▶ Request
In the rows below, reproduce verbatim every line from the one containing "outline --target=eye --format='one" up to and including the one containing "158 124 L 158".

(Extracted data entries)
↓↓↓
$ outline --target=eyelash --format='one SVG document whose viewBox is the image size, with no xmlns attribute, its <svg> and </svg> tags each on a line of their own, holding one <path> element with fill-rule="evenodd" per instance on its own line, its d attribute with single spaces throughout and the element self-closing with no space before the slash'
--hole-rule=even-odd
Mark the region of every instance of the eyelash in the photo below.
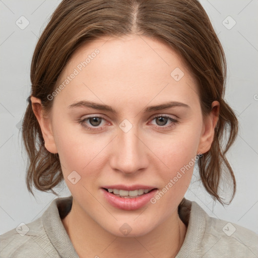
<svg viewBox="0 0 258 258">
<path fill-rule="evenodd" d="M 96 128 L 95 129 L 93 129 L 92 127 L 89 126 L 88 125 L 86 125 L 85 123 L 86 121 L 89 120 L 90 118 L 93 118 L 93 117 L 96 117 L 98 118 L 101 118 L 102 119 L 106 120 L 104 117 L 103 117 L 102 116 L 97 116 L 96 115 L 94 115 L 94 116 L 89 116 L 88 117 L 87 117 L 86 118 L 84 118 L 82 119 L 79 119 L 78 120 L 78 122 L 80 124 L 81 124 L 83 127 L 86 128 L 86 129 L 87 129 L 87 130 L 89 130 L 90 131 L 95 131 L 101 130 L 102 127 L 95 127 Z M 162 126 L 161 125 L 155 126 L 155 127 L 158 127 L 159 129 L 160 129 L 161 128 L 162 128 L 162 127 L 164 127 L 164 129 L 161 129 L 162 130 L 167 130 L 168 128 L 169 128 L 173 126 L 176 123 L 177 123 L 178 122 L 178 121 L 177 120 L 172 118 L 172 117 L 168 116 L 167 115 L 157 115 L 156 116 L 154 116 L 154 117 L 152 118 L 152 119 L 151 119 L 151 121 L 155 119 L 155 118 L 159 118 L 159 117 L 163 117 L 163 118 L 167 118 L 167 119 L 168 119 L 168 120 L 169 120 L 170 121 L 171 121 L 172 122 L 171 124 L 168 126 Z"/>
</svg>

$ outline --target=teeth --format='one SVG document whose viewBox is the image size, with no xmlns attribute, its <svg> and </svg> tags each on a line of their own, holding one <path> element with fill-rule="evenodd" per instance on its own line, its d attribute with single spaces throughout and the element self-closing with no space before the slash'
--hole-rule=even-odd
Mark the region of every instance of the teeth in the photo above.
<svg viewBox="0 0 258 258">
<path fill-rule="evenodd" d="M 138 190 L 134 190 L 133 191 L 127 191 L 126 190 L 119 190 L 119 189 L 108 188 L 108 192 L 113 192 L 114 195 L 117 195 L 120 197 L 125 198 L 130 198 L 131 197 L 136 197 L 141 196 L 144 194 L 147 194 L 150 191 L 150 190 L 147 189 L 139 189 Z"/>
</svg>

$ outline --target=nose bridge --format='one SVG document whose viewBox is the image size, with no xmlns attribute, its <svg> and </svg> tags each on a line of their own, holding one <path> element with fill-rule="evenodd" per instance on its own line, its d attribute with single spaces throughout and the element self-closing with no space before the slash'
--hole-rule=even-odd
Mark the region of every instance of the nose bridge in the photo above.
<svg viewBox="0 0 258 258">
<path fill-rule="evenodd" d="M 124 173 L 132 174 L 146 164 L 144 147 L 136 125 L 124 119 L 119 127 L 111 166 Z"/>
</svg>

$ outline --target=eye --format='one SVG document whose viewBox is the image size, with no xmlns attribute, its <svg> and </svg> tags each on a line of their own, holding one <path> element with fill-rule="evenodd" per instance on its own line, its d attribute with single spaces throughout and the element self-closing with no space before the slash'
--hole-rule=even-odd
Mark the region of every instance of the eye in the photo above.
<svg viewBox="0 0 258 258">
<path fill-rule="evenodd" d="M 158 124 L 158 126 L 156 126 L 155 127 L 158 127 L 159 129 L 161 128 L 161 130 L 166 130 L 168 128 L 170 128 L 172 126 L 175 125 L 175 124 L 177 123 L 178 121 L 177 120 L 169 116 L 166 115 L 157 115 L 153 117 L 152 119 L 152 121 L 155 120 L 155 122 Z M 170 121 L 171 122 L 169 125 L 165 126 L 166 124 L 167 124 L 167 122 Z"/>
<path fill-rule="evenodd" d="M 87 130 L 99 131 L 102 128 L 102 127 L 97 127 L 101 123 L 102 120 L 105 120 L 106 119 L 102 116 L 94 115 L 82 119 L 79 119 L 78 122 Z M 87 121 L 88 121 L 89 123 L 88 124 L 86 123 Z"/>
<path fill-rule="evenodd" d="M 151 121 L 154 120 L 157 125 L 154 125 L 159 130 L 167 130 L 174 126 L 178 122 L 177 120 L 166 115 L 156 115 L 152 118 Z M 103 130 L 102 126 L 100 126 L 103 120 L 106 121 L 102 116 L 94 115 L 79 119 L 78 122 L 88 130 L 96 131 Z M 168 121 L 170 121 L 170 123 L 169 124 L 169 125 L 165 126 L 167 124 Z M 110 124 L 110 123 L 109 124 Z M 102 124 L 102 126 L 104 126 L 104 125 Z"/>
</svg>

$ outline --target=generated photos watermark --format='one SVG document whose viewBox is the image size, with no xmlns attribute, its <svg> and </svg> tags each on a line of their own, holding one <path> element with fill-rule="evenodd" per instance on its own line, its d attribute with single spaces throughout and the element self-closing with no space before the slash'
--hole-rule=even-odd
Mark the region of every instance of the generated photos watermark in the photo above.
<svg viewBox="0 0 258 258">
<path fill-rule="evenodd" d="M 48 100 L 52 100 L 54 97 L 55 97 L 62 90 L 63 90 L 83 70 L 84 68 L 87 67 L 90 63 L 92 60 L 94 59 L 97 55 L 100 53 L 99 49 L 96 48 L 94 51 L 91 53 L 91 54 L 88 55 L 88 57 L 85 59 L 84 61 L 81 62 L 79 63 L 76 68 L 74 69 L 73 72 L 67 77 L 67 78 L 62 82 L 62 83 L 56 88 L 56 89 L 51 94 L 47 95 L 47 98 Z"/>
<path fill-rule="evenodd" d="M 203 154 L 202 153 L 198 153 L 195 158 L 191 158 L 190 161 L 189 161 L 187 165 L 184 165 L 180 169 L 180 171 L 177 171 L 176 175 L 173 178 L 170 179 L 168 183 L 165 185 L 162 189 L 159 191 L 155 196 L 154 196 L 154 197 L 151 199 L 151 203 L 153 204 L 156 204 L 156 203 L 157 203 L 157 201 L 160 199 L 160 198 L 161 198 L 161 197 L 162 197 L 164 195 L 165 195 L 165 194 L 167 192 L 167 191 L 168 191 L 169 189 L 170 189 L 183 175 L 184 175 L 186 172 L 194 166 L 196 162 L 199 160 L 202 156 Z"/>
</svg>

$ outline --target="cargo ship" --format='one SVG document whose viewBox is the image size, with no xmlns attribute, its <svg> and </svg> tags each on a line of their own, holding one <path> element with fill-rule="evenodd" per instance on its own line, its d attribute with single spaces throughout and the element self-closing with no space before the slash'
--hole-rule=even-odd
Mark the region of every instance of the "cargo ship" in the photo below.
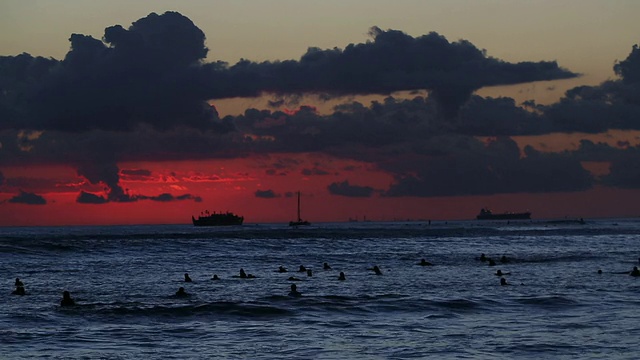
<svg viewBox="0 0 640 360">
<path fill-rule="evenodd" d="M 191 216 L 194 226 L 230 226 L 230 225 L 242 225 L 244 216 L 238 216 L 232 212 L 210 214 L 209 211 L 204 211 L 196 219 Z"/>
<path fill-rule="evenodd" d="M 484 208 L 480 210 L 480 214 L 476 216 L 478 220 L 529 220 L 531 213 L 529 211 L 522 213 L 506 212 L 502 214 L 494 214 L 491 210 Z"/>
</svg>

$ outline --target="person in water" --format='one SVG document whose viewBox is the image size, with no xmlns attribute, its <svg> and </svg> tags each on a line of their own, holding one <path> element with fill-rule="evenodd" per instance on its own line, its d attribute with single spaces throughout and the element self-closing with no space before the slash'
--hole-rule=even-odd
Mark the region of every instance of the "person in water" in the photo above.
<svg viewBox="0 0 640 360">
<path fill-rule="evenodd" d="M 188 296 L 191 296 L 191 295 L 189 295 L 189 294 L 184 290 L 184 288 L 181 286 L 181 287 L 178 289 L 178 291 L 176 291 L 176 296 L 177 296 L 177 297 L 188 297 Z"/>
<path fill-rule="evenodd" d="M 422 260 L 420 260 L 420 262 L 418 263 L 418 265 L 420 265 L 420 266 L 431 266 L 431 265 L 433 265 L 433 264 L 432 264 L 432 263 L 430 263 L 430 262 L 428 262 L 428 261 L 427 261 L 427 260 L 425 260 L 425 259 L 422 259 Z"/>
<path fill-rule="evenodd" d="M 291 297 L 300 297 L 302 294 L 298 291 L 298 287 L 296 284 L 291 284 L 291 291 L 289 291 L 289 296 Z"/>
<path fill-rule="evenodd" d="M 62 300 L 60 300 L 60 306 L 73 306 L 76 302 L 71 298 L 71 294 L 68 291 L 62 293 Z"/>
<path fill-rule="evenodd" d="M 244 269 L 240 269 L 240 278 L 241 279 L 255 279 L 255 276 L 253 274 L 247 274 L 246 272 L 244 272 Z"/>
<path fill-rule="evenodd" d="M 18 286 L 15 290 L 11 292 L 12 295 L 26 295 L 27 293 L 24 291 L 24 286 Z"/>
</svg>

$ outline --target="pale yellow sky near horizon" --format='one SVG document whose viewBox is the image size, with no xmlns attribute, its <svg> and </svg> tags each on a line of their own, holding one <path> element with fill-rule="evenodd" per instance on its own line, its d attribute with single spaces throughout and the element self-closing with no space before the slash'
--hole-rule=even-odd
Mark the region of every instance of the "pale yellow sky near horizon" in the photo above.
<svg viewBox="0 0 640 360">
<path fill-rule="evenodd" d="M 101 38 L 151 12 L 178 11 L 205 33 L 208 60 L 298 59 L 308 47 L 365 42 L 371 26 L 411 36 L 466 39 L 506 61 L 557 60 L 573 71 L 613 76 L 640 42 L 636 0 L 2 0 L 0 55 L 61 59 L 72 33 Z"/>
</svg>

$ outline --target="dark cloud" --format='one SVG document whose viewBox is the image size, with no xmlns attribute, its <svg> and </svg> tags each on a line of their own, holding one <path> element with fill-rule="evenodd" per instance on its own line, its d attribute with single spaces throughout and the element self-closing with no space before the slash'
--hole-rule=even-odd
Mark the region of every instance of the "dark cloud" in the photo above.
<svg viewBox="0 0 640 360">
<path fill-rule="evenodd" d="M 38 194 L 20 190 L 20 193 L 9 199 L 9 202 L 14 204 L 45 205 L 47 200 Z"/>
<path fill-rule="evenodd" d="M 255 195 L 257 198 L 263 199 L 273 199 L 279 196 L 273 190 L 256 190 Z"/>
<path fill-rule="evenodd" d="M 614 66 L 619 79 L 571 89 L 555 104 L 519 105 L 473 92 L 576 74 L 555 62 L 507 63 L 468 41 L 449 42 L 437 33 L 412 37 L 373 28 L 371 36 L 344 49 L 309 48 L 299 60 L 204 63 L 204 34 L 169 12 L 129 28 L 107 28 L 102 40 L 73 34 L 61 61 L 0 57 L 0 165 L 72 164 L 94 185 L 91 191 L 104 187 L 103 195 L 81 192 L 78 202 L 84 203 L 198 201 L 190 194 L 130 194 L 121 177 L 143 179 L 151 173 L 120 169 L 124 161 L 256 154 L 269 154 L 262 167 L 269 175 L 328 174 L 322 164 L 303 167 L 298 153 L 362 162 L 394 177 L 386 196 L 636 187 L 637 151 L 631 144 L 583 142 L 577 151 L 541 153 L 521 151 L 510 137 L 640 130 L 637 46 Z M 329 99 L 400 90 L 418 96 L 345 103 L 328 115 L 303 104 L 310 93 Z M 206 103 L 264 92 L 273 96 L 272 110 L 247 109 L 220 119 Z M 497 139 L 479 140 L 487 136 Z M 610 172 L 592 178 L 581 161 L 610 163 Z M 341 195 L 369 191 L 348 182 L 330 187 Z M 256 196 L 279 196 L 269 191 Z"/>
<path fill-rule="evenodd" d="M 162 193 L 157 196 L 138 195 L 135 198 L 137 200 L 152 200 L 152 201 L 159 201 L 159 202 L 172 202 L 172 201 L 183 201 L 183 200 L 193 200 L 195 202 L 202 202 L 202 198 L 200 196 L 193 196 L 191 194 L 173 196 L 169 193 Z"/>
<path fill-rule="evenodd" d="M 348 180 L 332 183 L 327 189 L 330 194 L 347 197 L 371 197 L 375 191 L 370 186 L 351 185 Z"/>
<path fill-rule="evenodd" d="M 80 204 L 106 204 L 109 202 L 109 199 L 86 191 L 80 191 L 80 194 L 76 198 L 76 202 Z"/>
<path fill-rule="evenodd" d="M 0 128 L 132 131 L 147 124 L 224 132 L 233 124 L 206 101 L 263 92 L 282 94 L 271 102 L 280 107 L 297 104 L 303 93 L 426 89 L 452 118 L 483 86 L 576 76 L 555 62 L 507 63 L 435 32 L 414 38 L 373 27 L 370 35 L 344 50 L 309 48 L 298 61 L 206 64 L 205 35 L 191 20 L 152 13 L 127 29 L 106 28 L 101 40 L 72 34 L 61 61 L 1 57 Z"/>
<path fill-rule="evenodd" d="M 540 153 L 500 138 L 482 149 L 429 157 L 396 176 L 387 196 L 453 196 L 586 190 L 593 178 L 567 154 Z"/>
<path fill-rule="evenodd" d="M 319 169 L 319 168 L 317 168 L 317 167 L 314 167 L 314 168 L 312 168 L 312 169 L 307 169 L 307 168 L 302 169 L 302 170 L 300 171 L 300 173 L 301 173 L 302 175 L 304 175 L 304 176 L 313 176 L 313 175 L 320 175 L 320 176 L 322 176 L 322 175 L 331 175 L 331 173 L 330 173 L 330 172 L 328 172 L 328 171 L 326 171 L 326 170 Z"/>
</svg>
↑↑↑
▶ Solution for this task
$ outline --target=eye --format='one SVG document whose viewBox is the image size, with no xmlns attribute, its <svg> and </svg> tags each on a line of their own, holding one <path> element with fill-rule="evenodd" per instance on its own line, its d attribute with single spaces throughout and the element self-closing with no space before the slash'
--hole-rule=even-odd
Mark the region of every instance of the eye in the photo above.
<svg viewBox="0 0 258 258">
<path fill-rule="evenodd" d="M 158 124 L 158 126 L 156 126 L 155 127 L 158 127 L 159 129 L 161 128 L 161 130 L 166 130 L 168 128 L 170 128 L 172 126 L 175 125 L 175 124 L 177 123 L 178 121 L 177 120 L 169 116 L 166 115 L 157 115 L 153 117 L 152 119 L 152 121 L 155 120 L 155 122 Z M 170 121 L 171 122 L 169 125 L 165 126 L 166 124 L 167 124 L 167 122 Z"/>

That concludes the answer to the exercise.